BEGIN Exercise input
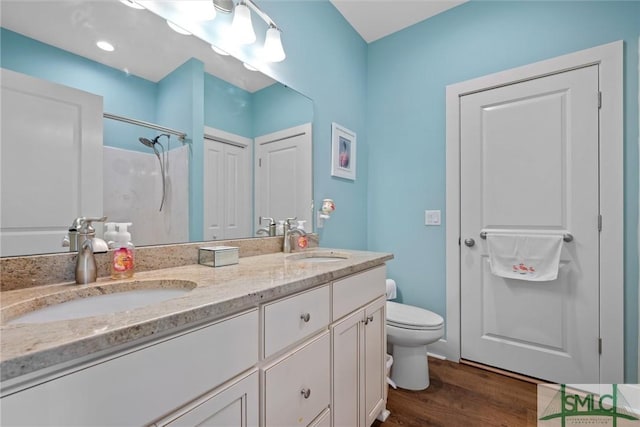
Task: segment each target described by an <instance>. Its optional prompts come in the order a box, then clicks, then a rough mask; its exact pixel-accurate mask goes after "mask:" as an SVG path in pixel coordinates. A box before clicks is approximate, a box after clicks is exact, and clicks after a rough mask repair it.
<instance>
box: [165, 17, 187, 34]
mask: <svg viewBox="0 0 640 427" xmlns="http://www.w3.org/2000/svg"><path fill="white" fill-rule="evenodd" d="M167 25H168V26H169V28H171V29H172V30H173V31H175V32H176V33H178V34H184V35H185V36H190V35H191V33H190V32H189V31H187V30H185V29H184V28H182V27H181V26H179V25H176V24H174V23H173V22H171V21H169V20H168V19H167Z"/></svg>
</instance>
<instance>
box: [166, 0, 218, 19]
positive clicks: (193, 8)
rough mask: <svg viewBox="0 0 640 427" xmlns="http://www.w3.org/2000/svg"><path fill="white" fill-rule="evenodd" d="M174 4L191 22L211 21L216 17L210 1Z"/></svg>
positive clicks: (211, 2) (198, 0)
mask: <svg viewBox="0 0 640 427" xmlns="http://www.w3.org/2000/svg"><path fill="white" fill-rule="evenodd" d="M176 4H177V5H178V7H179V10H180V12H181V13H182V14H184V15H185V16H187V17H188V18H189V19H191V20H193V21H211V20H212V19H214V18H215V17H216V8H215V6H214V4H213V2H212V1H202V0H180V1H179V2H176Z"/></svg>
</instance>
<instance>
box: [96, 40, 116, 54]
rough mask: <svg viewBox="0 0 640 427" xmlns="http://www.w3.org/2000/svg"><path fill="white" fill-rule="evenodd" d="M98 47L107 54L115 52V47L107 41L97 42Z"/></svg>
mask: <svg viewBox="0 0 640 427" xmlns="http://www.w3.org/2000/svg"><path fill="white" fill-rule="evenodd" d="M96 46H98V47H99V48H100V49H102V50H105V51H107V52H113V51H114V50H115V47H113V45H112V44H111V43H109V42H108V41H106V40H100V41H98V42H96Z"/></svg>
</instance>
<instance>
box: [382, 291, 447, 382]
END Exercise input
▶ _Problem details_
Above are the entries. Quote exactly the lines from the one bearing "box: [166, 0, 218, 19]" through the one bearing "box: [96, 40, 116, 54]".

▶ _Task response_
box: [166, 0, 218, 19]
positive clicks: (193, 8)
rough mask: <svg viewBox="0 0 640 427" xmlns="http://www.w3.org/2000/svg"><path fill="white" fill-rule="evenodd" d="M174 4L191 22L211 21L216 17L210 1Z"/></svg>
positive clicks: (211, 2) (198, 0)
mask: <svg viewBox="0 0 640 427" xmlns="http://www.w3.org/2000/svg"><path fill="white" fill-rule="evenodd" d="M176 4H177V5H178V7H179V10H180V12H181V13H182V14H184V15H185V16H187V17H188V18H189V19H191V20H193V21H211V20H212V19H214V18H215V17H216V8H215V6H214V4H213V2H212V1H202V0H180V1H179V2H176Z"/></svg>
</instance>
<instance>
box: [96, 40, 116, 54]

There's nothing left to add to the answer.